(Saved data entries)
▬▬▬▬▬▬▬▬▬▬

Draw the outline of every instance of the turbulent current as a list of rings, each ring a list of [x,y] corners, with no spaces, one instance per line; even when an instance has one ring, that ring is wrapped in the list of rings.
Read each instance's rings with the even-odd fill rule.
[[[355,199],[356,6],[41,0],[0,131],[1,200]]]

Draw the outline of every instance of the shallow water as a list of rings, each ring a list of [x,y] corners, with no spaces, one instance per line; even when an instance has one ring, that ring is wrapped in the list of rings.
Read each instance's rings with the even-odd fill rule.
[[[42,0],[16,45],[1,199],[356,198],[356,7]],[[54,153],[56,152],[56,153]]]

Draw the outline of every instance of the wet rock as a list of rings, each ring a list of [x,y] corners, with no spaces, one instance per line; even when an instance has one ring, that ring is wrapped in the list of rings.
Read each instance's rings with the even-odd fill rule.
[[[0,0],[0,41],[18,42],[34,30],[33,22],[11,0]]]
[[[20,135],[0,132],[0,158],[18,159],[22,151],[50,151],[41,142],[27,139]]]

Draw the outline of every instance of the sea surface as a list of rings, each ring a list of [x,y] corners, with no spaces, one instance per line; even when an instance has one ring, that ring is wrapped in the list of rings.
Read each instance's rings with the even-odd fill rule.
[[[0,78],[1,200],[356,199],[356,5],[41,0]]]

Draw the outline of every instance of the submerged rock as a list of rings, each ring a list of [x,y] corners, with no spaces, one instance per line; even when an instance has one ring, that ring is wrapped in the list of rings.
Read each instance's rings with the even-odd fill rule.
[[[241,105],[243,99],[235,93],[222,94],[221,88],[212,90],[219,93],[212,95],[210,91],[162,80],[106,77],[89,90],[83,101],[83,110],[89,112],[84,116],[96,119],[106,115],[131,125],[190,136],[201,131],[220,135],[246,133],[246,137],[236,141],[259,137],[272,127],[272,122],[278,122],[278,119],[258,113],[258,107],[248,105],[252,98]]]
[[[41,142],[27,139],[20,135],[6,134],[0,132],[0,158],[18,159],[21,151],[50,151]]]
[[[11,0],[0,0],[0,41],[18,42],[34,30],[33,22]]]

▬▬▬▬▬▬▬▬▬▬

Every entry shown above is to be written out exactly.

Draw the outline of every instance of the turbulent current as a list of rings, each ring a list of [x,y] corners, with no spaces, one instance per line; even when an instance has one ring, that ring is wrapped in the list of rings.
Read each instance's rings with the even-odd fill rule.
[[[355,199],[356,6],[41,0],[0,131],[1,200]]]

Draw the outline of every instance of the shallow water as a list of rings, each ring a list of [x,y] corners, with no spaces, one instance per line; even when an instance has one ring, that ring is wrapped in the list of rings.
Read each instance's rings with the even-odd fill rule.
[[[42,0],[16,45],[1,199],[356,198],[356,7]],[[54,153],[56,152],[56,153]]]

Draw the outline of every instance of the wet rock as a list of rings, each ring a list of [x,y] corners, with no spaces, one instance per line; even when an instance has one ring, that ring is wrapped in the list of rings.
Read each instance's rings with the even-odd fill rule.
[[[0,0],[0,41],[18,42],[34,30],[33,22],[11,0]]]
[[[20,135],[0,132],[0,158],[18,159],[22,151],[50,151],[41,142],[27,139]]]

Draw the outline of every instance of the sea surface as a list of rings, each ring a list of [x,y] corners, with no spaces, one instance per line; even when an instance has one ring, that ring is wrapped in the list of rings.
Read each instance's rings with the even-odd fill rule.
[[[0,78],[1,200],[356,199],[356,5],[41,0]]]

Draw the outline of every instance of the submerged rock as a list of rings, each ring a list of [x,y] corners, with no spaces, one instance per line; even when an instance has one ring, that ring is wrapped in the list of rings.
Read each instance's rings with the even-odd fill rule.
[[[241,105],[243,99],[235,93],[222,94],[221,88],[212,90],[219,93],[212,95],[210,91],[162,80],[106,77],[89,90],[83,101],[83,110],[89,112],[84,116],[96,119],[106,115],[131,125],[190,136],[201,131],[220,135],[246,133],[246,137],[236,141],[259,137],[272,127],[272,122],[278,122],[278,119],[258,113],[258,107],[248,105],[252,98]]]
[[[41,142],[27,139],[20,135],[6,134],[0,132],[0,158],[18,159],[21,151],[50,151]]]
[[[11,0],[0,0],[0,41],[18,42],[34,30],[33,22]]]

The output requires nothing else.